___ Excerpted passage ___

The Servus Servorum Dei recently said to a meeting of Italian liturgists, regarding the liturgy, that with his magisterial authority he declared post-concilliar liturgical changes are ‘irreversible’. As with many of the things he says, I am left wondering quite what he means, or even whether it contained any meaning at all.
It is a truism surely, what has happened in the past can't be reversed; an act of iconclasm cannot be undone, a smashed statue might be glued together but it still bears the marks of the violence done to it, and the community (like Italian liturgists) accustomed to violence seem to have that tendency in their psychological make-up, even a great deal of psychotherapy or analysis won't effect a cure, the only cure is a biological solution, the passing away of a generation.

___ Given information ___

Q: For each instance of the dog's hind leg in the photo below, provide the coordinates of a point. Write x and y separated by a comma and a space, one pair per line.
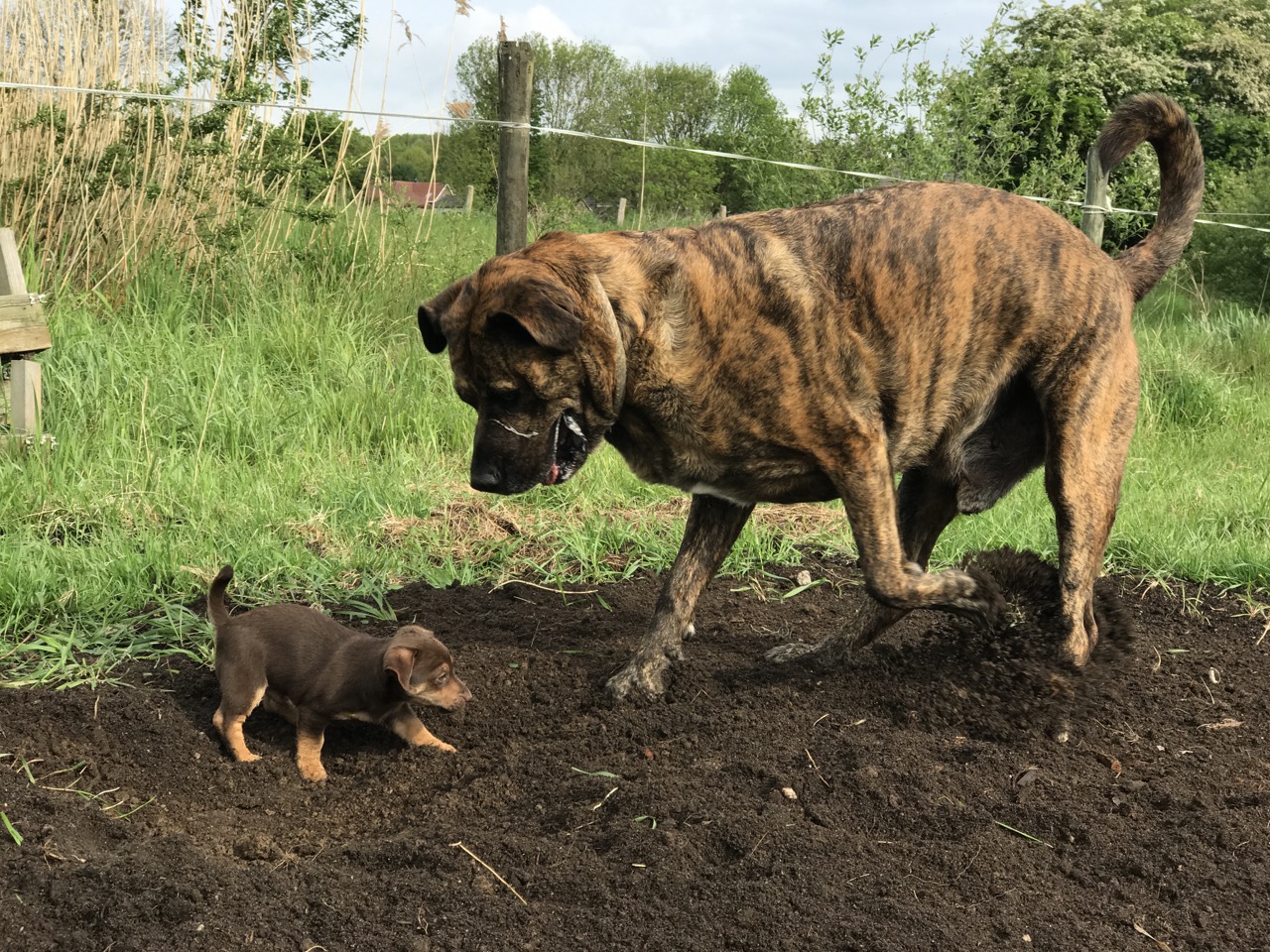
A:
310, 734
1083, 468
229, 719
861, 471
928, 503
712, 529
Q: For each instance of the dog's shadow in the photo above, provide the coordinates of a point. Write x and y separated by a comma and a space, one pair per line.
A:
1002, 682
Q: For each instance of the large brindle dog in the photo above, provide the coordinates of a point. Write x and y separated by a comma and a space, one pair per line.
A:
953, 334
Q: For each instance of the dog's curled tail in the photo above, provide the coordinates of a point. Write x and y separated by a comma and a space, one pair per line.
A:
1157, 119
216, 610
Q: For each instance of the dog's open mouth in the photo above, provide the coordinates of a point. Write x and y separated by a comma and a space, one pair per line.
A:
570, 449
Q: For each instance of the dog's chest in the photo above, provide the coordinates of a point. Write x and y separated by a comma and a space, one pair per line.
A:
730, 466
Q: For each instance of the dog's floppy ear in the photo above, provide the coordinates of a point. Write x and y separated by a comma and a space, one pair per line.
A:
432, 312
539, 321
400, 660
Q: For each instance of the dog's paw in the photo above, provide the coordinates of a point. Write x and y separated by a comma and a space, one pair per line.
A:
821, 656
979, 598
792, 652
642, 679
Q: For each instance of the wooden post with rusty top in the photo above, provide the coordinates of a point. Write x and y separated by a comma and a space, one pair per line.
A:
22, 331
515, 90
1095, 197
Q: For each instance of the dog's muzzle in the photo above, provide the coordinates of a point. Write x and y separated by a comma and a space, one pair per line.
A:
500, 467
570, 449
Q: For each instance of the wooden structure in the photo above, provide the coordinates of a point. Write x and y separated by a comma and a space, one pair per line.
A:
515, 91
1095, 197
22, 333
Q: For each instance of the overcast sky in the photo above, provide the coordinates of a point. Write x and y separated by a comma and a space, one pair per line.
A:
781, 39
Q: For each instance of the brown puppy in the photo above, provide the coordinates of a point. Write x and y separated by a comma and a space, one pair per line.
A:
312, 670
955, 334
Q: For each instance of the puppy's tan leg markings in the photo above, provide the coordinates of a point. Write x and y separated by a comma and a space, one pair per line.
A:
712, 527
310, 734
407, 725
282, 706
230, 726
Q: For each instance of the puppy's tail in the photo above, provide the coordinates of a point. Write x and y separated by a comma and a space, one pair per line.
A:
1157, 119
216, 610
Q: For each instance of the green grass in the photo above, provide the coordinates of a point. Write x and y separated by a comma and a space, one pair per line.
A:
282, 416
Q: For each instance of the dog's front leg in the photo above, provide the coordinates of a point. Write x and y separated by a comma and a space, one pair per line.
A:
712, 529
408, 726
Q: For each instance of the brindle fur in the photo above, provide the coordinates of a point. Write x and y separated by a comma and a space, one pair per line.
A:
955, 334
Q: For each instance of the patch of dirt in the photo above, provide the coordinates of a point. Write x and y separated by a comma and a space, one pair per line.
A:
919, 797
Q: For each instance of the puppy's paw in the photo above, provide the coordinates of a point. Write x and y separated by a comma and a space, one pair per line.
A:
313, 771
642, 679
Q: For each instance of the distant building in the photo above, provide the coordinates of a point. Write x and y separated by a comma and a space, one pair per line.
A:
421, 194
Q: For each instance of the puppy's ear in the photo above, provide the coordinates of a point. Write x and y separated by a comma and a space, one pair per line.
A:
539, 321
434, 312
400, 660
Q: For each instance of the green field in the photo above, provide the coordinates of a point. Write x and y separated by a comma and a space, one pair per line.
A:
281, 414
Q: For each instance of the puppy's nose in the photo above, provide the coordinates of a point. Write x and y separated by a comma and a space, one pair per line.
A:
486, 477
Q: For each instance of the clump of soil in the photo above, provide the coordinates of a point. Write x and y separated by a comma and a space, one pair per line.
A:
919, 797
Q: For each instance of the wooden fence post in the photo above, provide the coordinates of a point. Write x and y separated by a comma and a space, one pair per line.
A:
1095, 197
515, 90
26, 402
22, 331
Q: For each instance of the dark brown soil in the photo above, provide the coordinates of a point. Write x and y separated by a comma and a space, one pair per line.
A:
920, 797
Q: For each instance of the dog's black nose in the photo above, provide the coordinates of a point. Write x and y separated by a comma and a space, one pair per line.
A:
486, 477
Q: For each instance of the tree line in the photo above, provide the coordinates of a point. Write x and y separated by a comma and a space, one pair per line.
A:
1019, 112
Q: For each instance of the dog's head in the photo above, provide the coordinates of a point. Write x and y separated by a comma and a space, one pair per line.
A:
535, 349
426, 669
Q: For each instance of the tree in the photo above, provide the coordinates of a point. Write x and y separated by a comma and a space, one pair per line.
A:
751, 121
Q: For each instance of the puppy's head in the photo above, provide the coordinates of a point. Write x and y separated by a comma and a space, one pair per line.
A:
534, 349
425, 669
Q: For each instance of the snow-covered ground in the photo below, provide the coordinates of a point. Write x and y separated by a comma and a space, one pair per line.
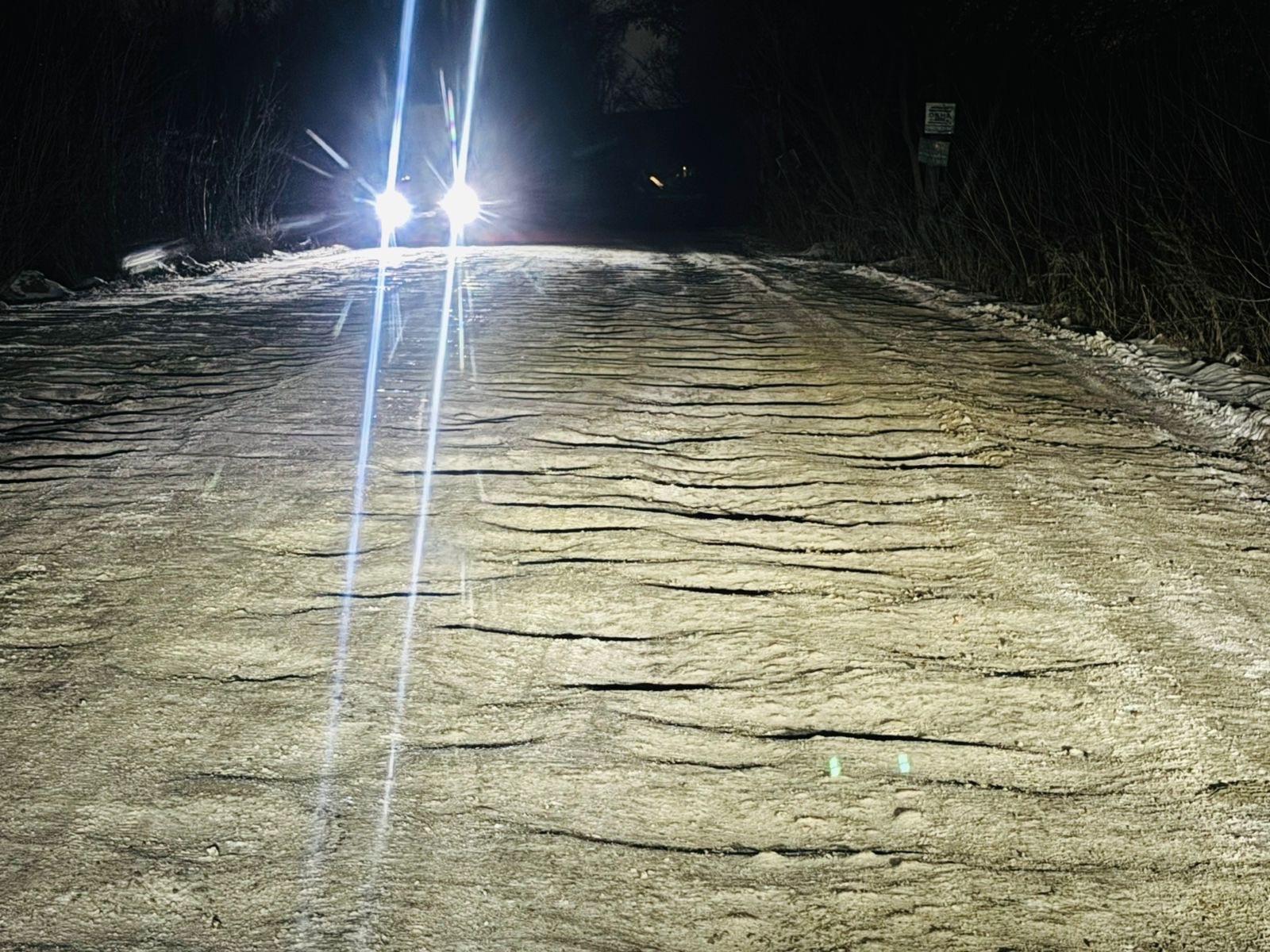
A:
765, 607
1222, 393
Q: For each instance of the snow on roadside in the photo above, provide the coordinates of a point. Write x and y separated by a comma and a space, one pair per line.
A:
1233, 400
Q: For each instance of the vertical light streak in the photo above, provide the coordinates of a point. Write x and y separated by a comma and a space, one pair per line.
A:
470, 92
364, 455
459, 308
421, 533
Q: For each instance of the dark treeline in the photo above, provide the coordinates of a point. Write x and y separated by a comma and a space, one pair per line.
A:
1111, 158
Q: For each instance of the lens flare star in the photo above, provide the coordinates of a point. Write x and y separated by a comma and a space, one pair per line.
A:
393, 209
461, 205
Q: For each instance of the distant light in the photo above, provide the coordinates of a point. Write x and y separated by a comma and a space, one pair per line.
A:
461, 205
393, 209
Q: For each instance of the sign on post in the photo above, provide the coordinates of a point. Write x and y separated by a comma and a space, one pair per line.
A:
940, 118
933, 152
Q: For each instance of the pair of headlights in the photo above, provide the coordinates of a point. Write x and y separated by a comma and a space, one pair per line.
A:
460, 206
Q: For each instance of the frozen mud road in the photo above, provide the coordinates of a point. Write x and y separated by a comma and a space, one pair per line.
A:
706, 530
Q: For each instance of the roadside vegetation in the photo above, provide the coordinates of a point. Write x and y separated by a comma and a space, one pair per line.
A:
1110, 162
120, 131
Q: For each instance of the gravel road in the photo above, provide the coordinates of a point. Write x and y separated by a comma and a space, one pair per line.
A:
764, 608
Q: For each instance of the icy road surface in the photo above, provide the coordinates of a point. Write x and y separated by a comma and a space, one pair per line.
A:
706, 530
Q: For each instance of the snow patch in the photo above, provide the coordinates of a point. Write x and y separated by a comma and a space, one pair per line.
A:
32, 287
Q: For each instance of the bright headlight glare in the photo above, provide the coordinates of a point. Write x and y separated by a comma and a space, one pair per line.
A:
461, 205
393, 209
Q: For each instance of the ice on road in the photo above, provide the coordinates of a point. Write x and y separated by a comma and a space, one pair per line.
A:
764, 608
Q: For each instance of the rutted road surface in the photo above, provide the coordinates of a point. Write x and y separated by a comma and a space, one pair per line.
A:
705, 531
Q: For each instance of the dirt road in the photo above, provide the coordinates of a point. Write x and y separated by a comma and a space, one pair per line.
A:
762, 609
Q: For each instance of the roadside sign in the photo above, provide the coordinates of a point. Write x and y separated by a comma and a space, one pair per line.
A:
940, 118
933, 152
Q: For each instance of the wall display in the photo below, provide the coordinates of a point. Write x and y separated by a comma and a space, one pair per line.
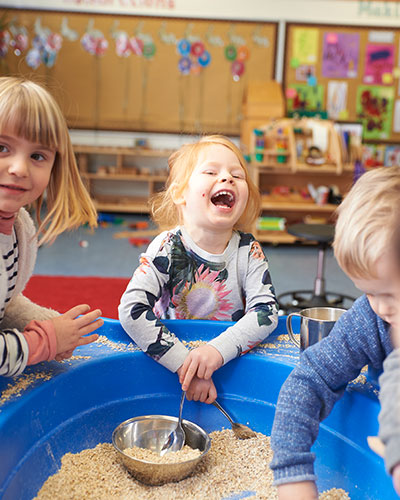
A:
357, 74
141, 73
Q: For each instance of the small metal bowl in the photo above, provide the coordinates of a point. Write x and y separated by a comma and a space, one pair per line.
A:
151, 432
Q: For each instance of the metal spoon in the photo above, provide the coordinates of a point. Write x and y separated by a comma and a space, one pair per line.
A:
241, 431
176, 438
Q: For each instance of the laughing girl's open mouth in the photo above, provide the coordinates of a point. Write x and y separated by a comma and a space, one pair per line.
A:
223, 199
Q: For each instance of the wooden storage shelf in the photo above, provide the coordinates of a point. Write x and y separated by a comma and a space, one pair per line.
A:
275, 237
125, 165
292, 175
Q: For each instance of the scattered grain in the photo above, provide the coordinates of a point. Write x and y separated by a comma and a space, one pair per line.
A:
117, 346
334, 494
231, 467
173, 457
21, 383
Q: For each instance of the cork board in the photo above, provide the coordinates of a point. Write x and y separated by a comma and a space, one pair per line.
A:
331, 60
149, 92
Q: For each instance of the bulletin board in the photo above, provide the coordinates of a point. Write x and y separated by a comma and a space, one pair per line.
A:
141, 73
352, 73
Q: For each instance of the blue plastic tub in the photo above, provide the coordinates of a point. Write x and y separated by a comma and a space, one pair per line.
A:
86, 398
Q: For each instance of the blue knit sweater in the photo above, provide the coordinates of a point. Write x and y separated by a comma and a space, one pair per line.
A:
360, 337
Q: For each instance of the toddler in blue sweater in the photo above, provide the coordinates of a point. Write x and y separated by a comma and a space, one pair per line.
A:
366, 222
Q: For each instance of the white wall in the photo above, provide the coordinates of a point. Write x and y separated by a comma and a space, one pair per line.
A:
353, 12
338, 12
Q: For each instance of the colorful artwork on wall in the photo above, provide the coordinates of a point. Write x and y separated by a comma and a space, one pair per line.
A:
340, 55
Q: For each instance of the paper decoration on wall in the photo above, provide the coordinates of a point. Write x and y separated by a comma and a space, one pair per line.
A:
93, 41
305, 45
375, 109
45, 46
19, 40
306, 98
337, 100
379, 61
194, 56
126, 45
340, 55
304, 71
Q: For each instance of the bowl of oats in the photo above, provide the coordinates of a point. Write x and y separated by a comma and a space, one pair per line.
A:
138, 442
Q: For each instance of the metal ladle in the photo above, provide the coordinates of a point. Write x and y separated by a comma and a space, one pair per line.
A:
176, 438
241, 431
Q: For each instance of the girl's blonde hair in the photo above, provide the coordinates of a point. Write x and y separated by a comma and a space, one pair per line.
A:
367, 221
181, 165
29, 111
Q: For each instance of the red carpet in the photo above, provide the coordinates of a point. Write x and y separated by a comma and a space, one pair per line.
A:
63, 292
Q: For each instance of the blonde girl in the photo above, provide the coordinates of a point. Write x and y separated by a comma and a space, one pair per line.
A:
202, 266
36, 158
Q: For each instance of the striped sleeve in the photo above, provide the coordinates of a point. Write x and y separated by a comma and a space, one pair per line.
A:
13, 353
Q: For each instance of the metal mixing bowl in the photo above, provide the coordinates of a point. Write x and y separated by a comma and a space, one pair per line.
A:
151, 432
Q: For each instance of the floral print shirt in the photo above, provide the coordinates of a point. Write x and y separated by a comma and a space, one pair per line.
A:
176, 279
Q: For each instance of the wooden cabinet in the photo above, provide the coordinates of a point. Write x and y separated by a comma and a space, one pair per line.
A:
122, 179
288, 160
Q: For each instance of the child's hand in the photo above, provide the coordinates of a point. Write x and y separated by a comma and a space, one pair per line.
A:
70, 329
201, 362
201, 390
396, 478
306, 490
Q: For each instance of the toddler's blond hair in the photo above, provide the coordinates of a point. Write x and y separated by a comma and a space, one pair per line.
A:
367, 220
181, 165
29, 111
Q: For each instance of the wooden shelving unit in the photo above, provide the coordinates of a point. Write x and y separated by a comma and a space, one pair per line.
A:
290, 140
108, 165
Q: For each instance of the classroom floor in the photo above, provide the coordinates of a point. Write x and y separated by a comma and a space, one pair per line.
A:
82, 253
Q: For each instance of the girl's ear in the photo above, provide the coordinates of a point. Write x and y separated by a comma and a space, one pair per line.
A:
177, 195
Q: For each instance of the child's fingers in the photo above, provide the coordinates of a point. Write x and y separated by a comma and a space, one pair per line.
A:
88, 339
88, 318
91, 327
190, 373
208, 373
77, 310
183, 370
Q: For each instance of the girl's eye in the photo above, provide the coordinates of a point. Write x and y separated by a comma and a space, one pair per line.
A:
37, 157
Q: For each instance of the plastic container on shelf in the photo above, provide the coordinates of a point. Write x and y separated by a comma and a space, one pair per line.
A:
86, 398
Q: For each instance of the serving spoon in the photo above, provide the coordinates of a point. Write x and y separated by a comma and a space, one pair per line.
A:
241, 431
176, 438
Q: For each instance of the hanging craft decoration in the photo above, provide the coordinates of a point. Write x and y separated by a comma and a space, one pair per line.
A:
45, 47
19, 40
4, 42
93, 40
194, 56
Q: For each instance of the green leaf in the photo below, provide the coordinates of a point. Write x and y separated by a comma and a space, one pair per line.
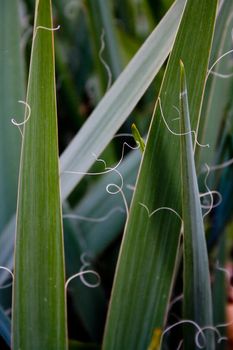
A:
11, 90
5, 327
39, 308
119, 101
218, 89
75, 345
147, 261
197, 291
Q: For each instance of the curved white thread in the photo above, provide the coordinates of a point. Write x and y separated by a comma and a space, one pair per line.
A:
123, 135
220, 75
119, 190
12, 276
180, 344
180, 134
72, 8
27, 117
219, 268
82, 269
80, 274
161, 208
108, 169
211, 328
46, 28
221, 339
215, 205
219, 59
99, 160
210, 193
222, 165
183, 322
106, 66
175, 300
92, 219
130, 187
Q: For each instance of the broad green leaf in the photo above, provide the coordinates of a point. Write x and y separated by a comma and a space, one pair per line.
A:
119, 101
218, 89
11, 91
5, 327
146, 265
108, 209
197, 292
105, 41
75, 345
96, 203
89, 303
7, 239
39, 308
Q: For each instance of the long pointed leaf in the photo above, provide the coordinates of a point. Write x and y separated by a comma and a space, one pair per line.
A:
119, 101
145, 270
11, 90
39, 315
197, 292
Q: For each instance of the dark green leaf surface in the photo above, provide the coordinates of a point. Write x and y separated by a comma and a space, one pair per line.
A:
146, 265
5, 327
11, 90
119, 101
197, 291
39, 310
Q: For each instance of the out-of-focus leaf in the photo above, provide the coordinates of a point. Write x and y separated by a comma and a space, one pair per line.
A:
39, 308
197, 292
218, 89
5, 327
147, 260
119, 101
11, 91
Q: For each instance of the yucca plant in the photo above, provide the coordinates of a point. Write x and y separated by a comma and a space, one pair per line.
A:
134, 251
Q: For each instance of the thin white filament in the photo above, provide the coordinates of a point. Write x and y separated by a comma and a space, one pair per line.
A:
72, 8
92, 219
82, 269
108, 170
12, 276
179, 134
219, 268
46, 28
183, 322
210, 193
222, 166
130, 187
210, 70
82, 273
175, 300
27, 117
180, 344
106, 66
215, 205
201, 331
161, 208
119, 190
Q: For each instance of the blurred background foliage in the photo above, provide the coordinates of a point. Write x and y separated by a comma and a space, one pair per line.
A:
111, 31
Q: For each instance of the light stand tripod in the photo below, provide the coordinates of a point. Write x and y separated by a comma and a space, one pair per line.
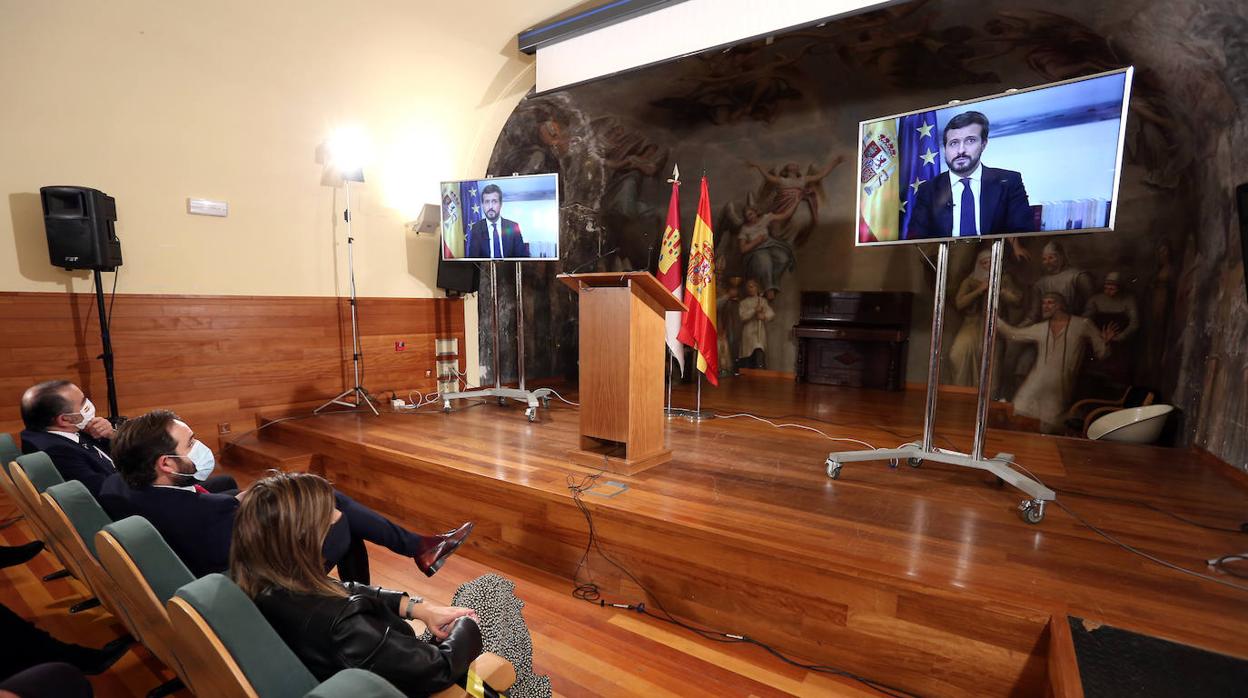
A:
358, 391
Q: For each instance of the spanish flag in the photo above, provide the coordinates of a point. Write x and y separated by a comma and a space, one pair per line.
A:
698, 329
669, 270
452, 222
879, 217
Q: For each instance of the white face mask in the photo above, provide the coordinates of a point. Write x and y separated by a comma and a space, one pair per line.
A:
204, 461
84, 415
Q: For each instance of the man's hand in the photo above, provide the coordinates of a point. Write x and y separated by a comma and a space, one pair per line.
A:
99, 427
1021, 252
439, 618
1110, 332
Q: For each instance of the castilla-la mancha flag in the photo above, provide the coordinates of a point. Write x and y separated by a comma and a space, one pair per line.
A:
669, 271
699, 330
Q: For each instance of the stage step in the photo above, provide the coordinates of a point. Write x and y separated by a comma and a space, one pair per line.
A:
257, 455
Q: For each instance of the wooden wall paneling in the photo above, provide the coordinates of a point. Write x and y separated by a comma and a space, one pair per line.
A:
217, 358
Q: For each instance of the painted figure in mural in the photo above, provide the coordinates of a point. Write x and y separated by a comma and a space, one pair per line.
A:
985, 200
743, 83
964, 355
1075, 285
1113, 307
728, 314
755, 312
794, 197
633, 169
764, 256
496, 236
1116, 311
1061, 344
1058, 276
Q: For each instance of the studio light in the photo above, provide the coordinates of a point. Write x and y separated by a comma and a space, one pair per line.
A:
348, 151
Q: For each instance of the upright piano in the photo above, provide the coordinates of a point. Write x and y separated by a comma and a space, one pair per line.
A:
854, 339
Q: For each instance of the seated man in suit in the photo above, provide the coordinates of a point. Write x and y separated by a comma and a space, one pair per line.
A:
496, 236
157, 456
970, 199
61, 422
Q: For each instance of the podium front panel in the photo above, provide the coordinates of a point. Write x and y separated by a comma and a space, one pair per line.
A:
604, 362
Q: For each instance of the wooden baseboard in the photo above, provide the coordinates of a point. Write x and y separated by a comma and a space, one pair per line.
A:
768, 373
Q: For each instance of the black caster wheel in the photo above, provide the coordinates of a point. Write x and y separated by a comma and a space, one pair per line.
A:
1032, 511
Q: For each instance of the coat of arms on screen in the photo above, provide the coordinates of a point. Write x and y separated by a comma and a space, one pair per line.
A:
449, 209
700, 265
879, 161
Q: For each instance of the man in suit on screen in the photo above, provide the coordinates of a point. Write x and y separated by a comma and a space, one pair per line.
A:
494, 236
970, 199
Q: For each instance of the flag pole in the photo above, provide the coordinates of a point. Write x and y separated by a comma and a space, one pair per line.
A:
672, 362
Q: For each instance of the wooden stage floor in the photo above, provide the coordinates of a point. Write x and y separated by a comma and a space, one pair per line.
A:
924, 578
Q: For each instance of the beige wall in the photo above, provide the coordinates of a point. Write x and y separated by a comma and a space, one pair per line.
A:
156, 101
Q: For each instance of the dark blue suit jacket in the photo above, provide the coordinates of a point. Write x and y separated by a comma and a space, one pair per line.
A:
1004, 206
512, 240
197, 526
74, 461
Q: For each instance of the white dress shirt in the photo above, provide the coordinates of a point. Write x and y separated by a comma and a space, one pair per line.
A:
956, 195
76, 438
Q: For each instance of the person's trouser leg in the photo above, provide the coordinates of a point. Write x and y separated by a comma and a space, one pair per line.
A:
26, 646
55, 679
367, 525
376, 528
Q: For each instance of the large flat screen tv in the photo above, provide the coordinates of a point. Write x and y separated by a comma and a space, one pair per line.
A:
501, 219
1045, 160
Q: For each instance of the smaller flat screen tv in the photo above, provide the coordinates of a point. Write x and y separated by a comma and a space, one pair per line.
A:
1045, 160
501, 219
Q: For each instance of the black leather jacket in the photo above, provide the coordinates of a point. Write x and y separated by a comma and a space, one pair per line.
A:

___

> _Activity 1_
In the passage about post-conciliar liturgical changes, what word did the speaker use to describe those changes?
> _Activity 2_
Continue the passage about post-conciliar liturgical changes from its last sentence.

> _Exercise output 1_
He called them "irreversible."

> _Exercise output 2_
The thing is that so much of the 'innovations' of the 1970s/80s rather than appealing to the young or even the middle-aged nowadays, chase them away. Again, again though the Pope says their is no reversal we do see bishops reversing what their predecessors did; in England and Wales, we've had a return to meatless Fridays and this week two of or Holy Days have been restored to their proper dates. It might indeed be that most Catholics haven't realised the sinfulness of a bacon sandwich and it will take sometime to return to full churches on a Holy Day but this strikes me as being a reversal.
May our bishops having discovered the reverse gear, use it frequently! Bless them.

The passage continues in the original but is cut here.